[begin Data provided]
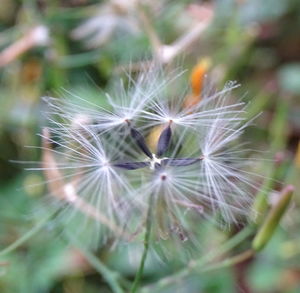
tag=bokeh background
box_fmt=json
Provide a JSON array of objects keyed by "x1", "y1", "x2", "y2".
[{"x1": 0, "y1": 0, "x2": 300, "y2": 293}]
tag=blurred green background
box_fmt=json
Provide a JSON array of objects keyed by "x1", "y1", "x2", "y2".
[{"x1": 0, "y1": 0, "x2": 300, "y2": 293}]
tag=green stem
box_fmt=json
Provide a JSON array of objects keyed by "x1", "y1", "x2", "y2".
[
  {"x1": 142, "y1": 226, "x2": 254, "y2": 293},
  {"x1": 201, "y1": 249, "x2": 255, "y2": 272},
  {"x1": 130, "y1": 196, "x2": 153, "y2": 293},
  {"x1": 0, "y1": 212, "x2": 56, "y2": 256},
  {"x1": 67, "y1": 233, "x2": 124, "y2": 293}
]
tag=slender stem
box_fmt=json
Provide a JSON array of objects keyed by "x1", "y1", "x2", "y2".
[
  {"x1": 0, "y1": 212, "x2": 56, "y2": 256},
  {"x1": 67, "y1": 233, "x2": 124, "y2": 293},
  {"x1": 202, "y1": 249, "x2": 255, "y2": 272},
  {"x1": 130, "y1": 195, "x2": 153, "y2": 293},
  {"x1": 142, "y1": 226, "x2": 254, "y2": 293}
]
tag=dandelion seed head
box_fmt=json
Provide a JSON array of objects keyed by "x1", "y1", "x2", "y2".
[{"x1": 24, "y1": 68, "x2": 268, "y2": 253}]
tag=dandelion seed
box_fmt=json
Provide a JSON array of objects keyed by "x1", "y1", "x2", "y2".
[{"x1": 22, "y1": 68, "x2": 257, "y2": 251}]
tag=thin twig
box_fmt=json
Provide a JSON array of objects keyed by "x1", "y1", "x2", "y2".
[
  {"x1": 67, "y1": 234, "x2": 124, "y2": 293},
  {"x1": 130, "y1": 195, "x2": 153, "y2": 293},
  {"x1": 141, "y1": 226, "x2": 254, "y2": 293}
]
[end Data provided]
Render the records above as a numbered list, one line per item and no blank lines, leaving out the pictures.

1. tag=bokeh background
2. box_fmt=json
3. Provide a JSON array of objects keyed by "x1", "y1", "x2", "y2".
4. [{"x1": 0, "y1": 0, "x2": 300, "y2": 293}]
5. tag=blurred green background
6. box_fmt=json
7. Provide a JSON array of objects keyed by "x1", "y1", "x2", "y2".
8. [{"x1": 0, "y1": 0, "x2": 300, "y2": 293}]
9. tag=green stem
10. box_fmt=json
11. Provide a JSON array of objects keyed by "x1", "y1", "x2", "y2".
12. [
13.   {"x1": 142, "y1": 226, "x2": 254, "y2": 293},
14.   {"x1": 201, "y1": 249, "x2": 255, "y2": 272},
15.   {"x1": 130, "y1": 196, "x2": 153, "y2": 293},
16.   {"x1": 0, "y1": 212, "x2": 56, "y2": 256},
17.   {"x1": 67, "y1": 233, "x2": 124, "y2": 293}
18. ]
19. tag=slender stem
20. box_fmt=json
21. Provide a JSON array of objects keyed by "x1", "y1", "x2", "y2".
22. [
23.   {"x1": 0, "y1": 212, "x2": 56, "y2": 256},
24.   {"x1": 67, "y1": 233, "x2": 124, "y2": 293},
25.   {"x1": 202, "y1": 249, "x2": 255, "y2": 272},
26.   {"x1": 130, "y1": 195, "x2": 153, "y2": 293},
27.   {"x1": 142, "y1": 226, "x2": 254, "y2": 293}
28. ]
29. tag=dandelion seed head
30. box_fmt=json
31. Provide a JSON array of objects keyed by "x1", "y1", "x2", "y2".
32. [{"x1": 24, "y1": 68, "x2": 268, "y2": 253}]
33. tag=dandelion seed
34. box_fmt=json
35. Provide a JSON array of objects keyed by "x1", "y1", "x2", "y2".
36. [{"x1": 22, "y1": 68, "x2": 257, "y2": 251}]
37. tag=thin twig
38. box_fmt=json
39. Provide a JSON array of objects keyed by "x1", "y1", "x2", "y2".
40. [
41.   {"x1": 67, "y1": 234, "x2": 124, "y2": 293},
42.   {"x1": 130, "y1": 195, "x2": 153, "y2": 293},
43.   {"x1": 141, "y1": 226, "x2": 254, "y2": 293}
44. ]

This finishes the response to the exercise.